Data extracted from a collection:
◇ ◇ ◇ ◇ ◇ ◇ ◇

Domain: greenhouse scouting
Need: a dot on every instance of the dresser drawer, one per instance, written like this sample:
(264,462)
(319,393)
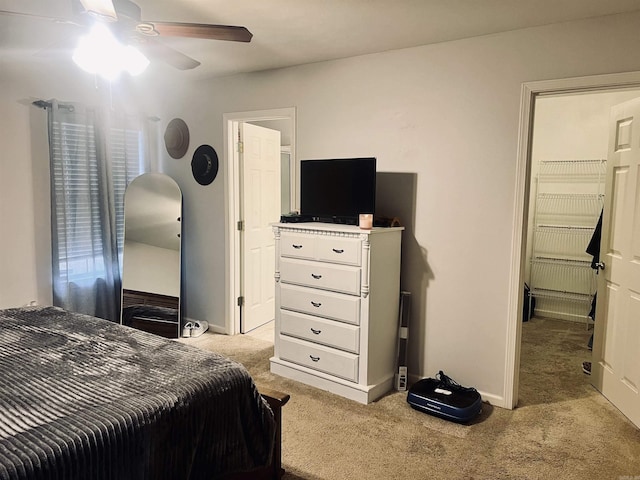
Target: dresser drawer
(339,278)
(297,245)
(345,308)
(324,359)
(327,332)
(339,250)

◇ ◇ ◇ ◇ ◇ ◇ ◇

## [PROBLEM TO WORK ON]
With no pictures included, write out the entries exactly.

## [PROBLEM SOLUTION]
Domain: greenhouse scouting
Need: a dot on every instance of the dresser drawer, one per instance, written like this sample:
(264,462)
(319,393)
Target: dresser drawer
(339,278)
(297,245)
(345,308)
(324,359)
(327,332)
(339,250)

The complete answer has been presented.